Written problem a: Translate this sentence from the post on global warming and automation into Spanish: "Since 1970 58% of the biomass of this planet has disappeared."

# # # # #

Global Warming & Automation

Financial Independence is a long term play that needs to consider macro trends affecting the world now and in the future. Two such trends that I’ve recently become very interested in are Global Warming and Automation. Whilst I can’t predict what difference these trends will have on an FI portfolio I do note some behavioral overlaps between a financial independence mindset and the changes that we all need to individually make to confront the challenges of a dying ecosystem and the automation of work.

Since 1970 58% of the biomass of this planet has disappeared. Atmospheric carbon dioxide, the key driver of Global Warming, is at 411ppm (parts per million), way above the safe level of 350ppm. Automated Computer Systems looks set to replace 30% of jobs worldwide by 2029. Either by government policy or through individual actions we all need to live much more sustainably if we’re going to have any chance to avoid an ecological catastrophe in the next 100 years. We’ll also need to prepare for a future where there might not be enough jobs to go around, and a significant percentage of the population will need to find meaning in life beyond work.

# # # # #

Written problem b: Copy only the rows starting at the line that contains "of the stone" and ending at the line that contains "[[542, 272], [547, 288]]".

Excerpted records:
# # # # #

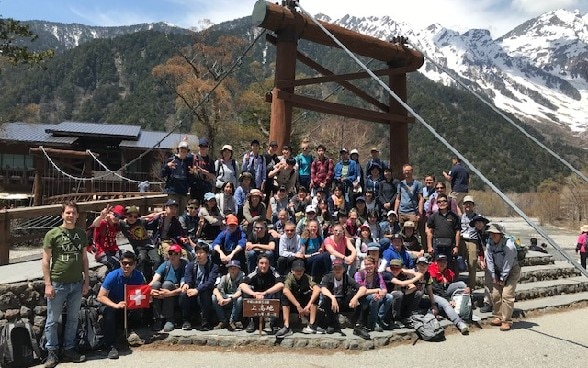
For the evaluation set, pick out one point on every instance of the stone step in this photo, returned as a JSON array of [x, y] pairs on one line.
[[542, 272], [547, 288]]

# # # # #

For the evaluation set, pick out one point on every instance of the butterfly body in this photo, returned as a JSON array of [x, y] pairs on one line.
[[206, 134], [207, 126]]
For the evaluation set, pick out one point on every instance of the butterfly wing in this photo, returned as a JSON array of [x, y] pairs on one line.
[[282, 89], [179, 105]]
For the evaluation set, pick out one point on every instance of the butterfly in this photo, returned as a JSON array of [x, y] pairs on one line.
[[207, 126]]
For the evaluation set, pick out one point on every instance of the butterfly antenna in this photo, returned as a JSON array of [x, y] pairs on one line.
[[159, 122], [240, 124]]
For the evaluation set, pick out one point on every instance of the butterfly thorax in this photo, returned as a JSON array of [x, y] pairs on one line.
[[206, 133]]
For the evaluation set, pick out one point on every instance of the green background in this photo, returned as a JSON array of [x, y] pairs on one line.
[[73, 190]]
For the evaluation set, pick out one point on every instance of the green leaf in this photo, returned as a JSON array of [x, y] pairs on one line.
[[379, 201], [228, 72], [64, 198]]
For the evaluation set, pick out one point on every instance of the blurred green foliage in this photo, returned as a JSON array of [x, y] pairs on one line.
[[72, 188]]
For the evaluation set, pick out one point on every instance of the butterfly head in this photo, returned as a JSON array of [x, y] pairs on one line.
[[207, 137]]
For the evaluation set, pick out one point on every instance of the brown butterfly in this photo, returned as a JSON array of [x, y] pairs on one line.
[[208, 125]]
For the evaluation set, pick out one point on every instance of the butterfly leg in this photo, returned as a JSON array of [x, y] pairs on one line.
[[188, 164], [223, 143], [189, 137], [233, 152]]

# # # # #

Exercise result a: Desde 1970, el 58 % de la biomasa de este planeta ha desaparecido.

Exercise result b:
For the evaluation set, pick out one point on every instance of the stone step in this photo, returned as a JSON array of [x, y] pairs on one line.
[[542, 272], [547, 288]]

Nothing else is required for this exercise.